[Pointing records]
____

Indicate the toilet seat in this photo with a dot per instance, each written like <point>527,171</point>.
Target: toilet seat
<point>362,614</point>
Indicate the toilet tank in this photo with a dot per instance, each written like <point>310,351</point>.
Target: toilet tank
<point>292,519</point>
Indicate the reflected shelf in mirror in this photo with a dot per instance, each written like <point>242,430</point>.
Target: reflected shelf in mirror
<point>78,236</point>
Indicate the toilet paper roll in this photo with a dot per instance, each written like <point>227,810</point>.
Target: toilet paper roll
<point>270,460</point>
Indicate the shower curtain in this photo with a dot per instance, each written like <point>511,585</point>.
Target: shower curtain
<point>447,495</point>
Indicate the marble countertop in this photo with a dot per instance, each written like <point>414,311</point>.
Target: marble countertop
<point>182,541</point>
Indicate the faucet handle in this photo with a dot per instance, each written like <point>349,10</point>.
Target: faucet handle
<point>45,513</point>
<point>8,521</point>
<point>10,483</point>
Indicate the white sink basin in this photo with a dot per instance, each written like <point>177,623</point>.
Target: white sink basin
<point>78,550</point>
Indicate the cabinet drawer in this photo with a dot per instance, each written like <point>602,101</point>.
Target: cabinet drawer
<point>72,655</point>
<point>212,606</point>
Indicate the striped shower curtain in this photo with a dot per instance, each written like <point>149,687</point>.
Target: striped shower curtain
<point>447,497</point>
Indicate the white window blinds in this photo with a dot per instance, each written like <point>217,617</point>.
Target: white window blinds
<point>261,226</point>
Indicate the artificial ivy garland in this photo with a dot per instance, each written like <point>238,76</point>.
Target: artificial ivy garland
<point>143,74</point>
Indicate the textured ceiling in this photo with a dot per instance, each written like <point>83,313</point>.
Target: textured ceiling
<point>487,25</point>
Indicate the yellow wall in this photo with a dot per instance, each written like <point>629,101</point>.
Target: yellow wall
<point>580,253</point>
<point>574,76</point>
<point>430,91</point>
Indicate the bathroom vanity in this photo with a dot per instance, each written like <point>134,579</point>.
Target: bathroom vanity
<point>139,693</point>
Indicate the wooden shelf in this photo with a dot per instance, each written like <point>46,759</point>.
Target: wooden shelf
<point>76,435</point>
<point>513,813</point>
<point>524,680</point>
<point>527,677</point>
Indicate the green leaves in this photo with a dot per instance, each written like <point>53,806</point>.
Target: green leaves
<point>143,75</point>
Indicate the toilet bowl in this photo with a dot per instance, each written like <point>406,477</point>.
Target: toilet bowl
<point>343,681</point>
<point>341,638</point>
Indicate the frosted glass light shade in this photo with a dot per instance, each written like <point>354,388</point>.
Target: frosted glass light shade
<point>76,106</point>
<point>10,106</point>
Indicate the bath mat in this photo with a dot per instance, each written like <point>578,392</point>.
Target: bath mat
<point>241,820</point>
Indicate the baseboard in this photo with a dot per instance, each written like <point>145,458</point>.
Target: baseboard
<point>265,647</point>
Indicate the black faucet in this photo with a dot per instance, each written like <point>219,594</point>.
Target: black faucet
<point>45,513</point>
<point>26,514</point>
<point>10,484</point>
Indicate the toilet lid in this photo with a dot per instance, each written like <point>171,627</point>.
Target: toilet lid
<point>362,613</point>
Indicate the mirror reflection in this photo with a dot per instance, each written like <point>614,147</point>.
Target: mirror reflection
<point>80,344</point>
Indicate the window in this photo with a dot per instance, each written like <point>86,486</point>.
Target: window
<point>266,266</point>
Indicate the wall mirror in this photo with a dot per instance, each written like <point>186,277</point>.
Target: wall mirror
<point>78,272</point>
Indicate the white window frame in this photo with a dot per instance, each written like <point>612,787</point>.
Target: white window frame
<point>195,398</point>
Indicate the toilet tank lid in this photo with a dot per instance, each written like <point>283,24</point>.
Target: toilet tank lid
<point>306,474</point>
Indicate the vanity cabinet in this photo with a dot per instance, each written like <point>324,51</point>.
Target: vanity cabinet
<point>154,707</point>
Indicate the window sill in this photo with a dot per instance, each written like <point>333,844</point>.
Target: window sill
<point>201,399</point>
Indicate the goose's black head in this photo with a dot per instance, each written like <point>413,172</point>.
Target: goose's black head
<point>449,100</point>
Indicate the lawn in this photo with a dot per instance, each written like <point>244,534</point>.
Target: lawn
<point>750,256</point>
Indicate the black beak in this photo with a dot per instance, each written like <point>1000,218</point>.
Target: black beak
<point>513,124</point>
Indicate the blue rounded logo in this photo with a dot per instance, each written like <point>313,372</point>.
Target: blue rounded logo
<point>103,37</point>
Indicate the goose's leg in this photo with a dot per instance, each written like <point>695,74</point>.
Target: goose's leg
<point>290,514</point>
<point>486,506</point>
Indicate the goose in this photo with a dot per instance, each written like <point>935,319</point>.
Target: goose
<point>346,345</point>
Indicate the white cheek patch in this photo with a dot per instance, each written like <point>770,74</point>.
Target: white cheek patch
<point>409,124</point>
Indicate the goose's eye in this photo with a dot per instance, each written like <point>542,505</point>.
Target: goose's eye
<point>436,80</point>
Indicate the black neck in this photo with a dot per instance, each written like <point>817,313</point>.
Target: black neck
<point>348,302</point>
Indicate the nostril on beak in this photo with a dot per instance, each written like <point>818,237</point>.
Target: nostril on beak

____

# Task prompt
Copy all of the records above verbatim, changing nothing.

# The reply
Indicate the toilet seat in this photo with a dot per instance, each written like <point>527,171</point>.
Target: toilet seat
<point>362,614</point>
Indicate the toilet tank in this photo with a dot per instance, each written like <point>310,351</point>.
Target: toilet tank
<point>292,519</point>
Indicate the reflected shelf in mirror in this photo with a dot per instance, each written like <point>242,430</point>.
Target: reflected shelf in mirror
<point>78,236</point>
Indicate the toilet paper roll in this photo with a dot per instance, each written like <point>227,810</point>.
Target: toilet paper roll
<point>270,460</point>
Indicate the shower curtain in this photo with a dot per instance, each written like <point>511,585</point>.
Target: shower curtain
<point>447,495</point>
Indicate the marble countertop in this photo with a dot per instance, each written like <point>414,311</point>.
Target: marble countertop
<point>182,541</point>
Indicate the faucet handle in this photo with a dot per instance, each written like <point>349,10</point>.
Target: faucet handle
<point>45,513</point>
<point>8,521</point>
<point>10,483</point>
Indicate the white sink basin in this photo with a dot per instance, each written like <point>177,623</point>.
Target: white sink basin
<point>78,550</point>
Indicate the cabinet drawer in this photo with a dot per instance, each written like <point>602,101</point>.
Target: cabinet drawer
<point>72,655</point>
<point>212,606</point>
Indicate the striped shower curtain in this photo with a dot per instance, each written like <point>149,687</point>.
Target: striped shower curtain
<point>447,497</point>
Indicate the white window blinds in this photo with a dot per instance, each written like <point>217,617</point>.
Target: white window blinds
<point>261,226</point>
Indicate the artificial ivy garland in this photo with a dot per instance, each written like <point>238,76</point>.
Target: artificial ivy garland
<point>143,74</point>
Indicate the textured ceiling in this photo with a dot per instance, each written like <point>83,313</point>.
Target: textured ceiling
<point>487,25</point>
Indicate the yellow wall in this photo with a dot per instance, each written like <point>629,101</point>.
Target: yellow wall
<point>580,253</point>
<point>574,76</point>
<point>430,91</point>
Indicate the bathroom vanity in this photo with a dot per instance, each written like <point>134,579</point>.
Target: bathroom vanity
<point>139,693</point>
Indicate the wooden shelf in this photo with a dot per instance, each written like <point>46,759</point>.
Target: wooden shelf
<point>76,435</point>
<point>513,813</point>
<point>524,680</point>
<point>527,677</point>
Indicate the green leaves in this photo with a dot per instance, each written like <point>53,806</point>.
Target: green leaves
<point>143,75</point>
Indicate the toilet bowl in this photo with a dot per instance, each written like <point>406,477</point>.
Target: toilet bowl
<point>343,681</point>
<point>341,638</point>
Indicate the frosted glass light shade in this photo with a dot per instance, each written like <point>354,388</point>.
Target: frosted glass light shade
<point>76,106</point>
<point>10,106</point>
Indicate the bath mat in this photo with a dot per instance, each written like <point>578,392</point>.
Target: bath mat
<point>241,820</point>
Indicate the baseboard in this photo with a dot per instance, each written like <point>145,458</point>.
Target: baseboard
<point>265,647</point>
Indicate the black faucet in this photo with a dot per instance, each written like <point>219,594</point>.
Target: black faucet
<point>45,513</point>
<point>26,514</point>
<point>10,484</point>
Indicate the toilet lid in this photo with a dot per instance, each written like <point>171,627</point>.
Target: toilet lid
<point>362,613</point>
Indicate the mirror reflection in this photo with a dot per instance, each written like <point>614,147</point>.
Target: mirror reflection
<point>80,344</point>
Indicate the window in this photo with a dot per instance, each written like <point>86,486</point>.
Target: window
<point>266,266</point>
Indicate the wall mirror in this photo with a dot per instance, each written like <point>186,277</point>.
Target: wall mirror
<point>78,272</point>
Indicate the white window frame in this photo with a dot per instance, each written like <point>612,787</point>.
Target: white window frame
<point>195,398</point>
Indicate the toilet tank lid in this photo with a dot per instance, each written like <point>283,24</point>.
Target: toilet tank lid
<point>306,474</point>
Indicate the vanity cabinet in this photo with a dot per instance, each written like <point>324,51</point>.
Target: vanity cabinet
<point>154,707</point>
Indicate the window sill in this photo with a dot per instance, each written like <point>333,844</point>.
Target: window sill
<point>201,399</point>
Indicate the goose's black head in this photo with a dot per instance, each written like <point>413,172</point>.
Target: goose's black head
<point>449,100</point>
Indicate the lawn in this photo with a dot per instance, each written like <point>244,534</point>.
Target: lawn
<point>750,256</point>
Indicate the black beak in this photo with a dot per instance, each written like <point>1000,218</point>.
Target: black beak
<point>513,124</point>
Indicate the blue rounded logo in this photo with a dot per instance, each written like <point>313,372</point>.
Target: blue rounded logo
<point>103,37</point>
Indicate the goose's leg in this photo with a dot per instance, each written like <point>695,74</point>.
Target: goose's leg
<point>290,514</point>
<point>486,506</point>
Indicate the goose in this photo with a dot per instance, each written like <point>935,319</point>.
Target: goose
<point>346,345</point>
Indicate the white cheek patch in this photo with a dot per instance, each written like <point>770,74</point>.
Target: white cheek patch
<point>409,124</point>
Indicate the goose's eye in this photo with a dot per instance, each written like <point>542,505</point>.
Target: goose's eye
<point>436,80</point>
Indicate the black neck in this photo with a dot per instance, each written like <point>817,313</point>.
Target: black neck
<point>348,302</point>
Indicate the nostril on beak in this photo with a dot per instance, each written like <point>818,237</point>.
Target: nostril on beak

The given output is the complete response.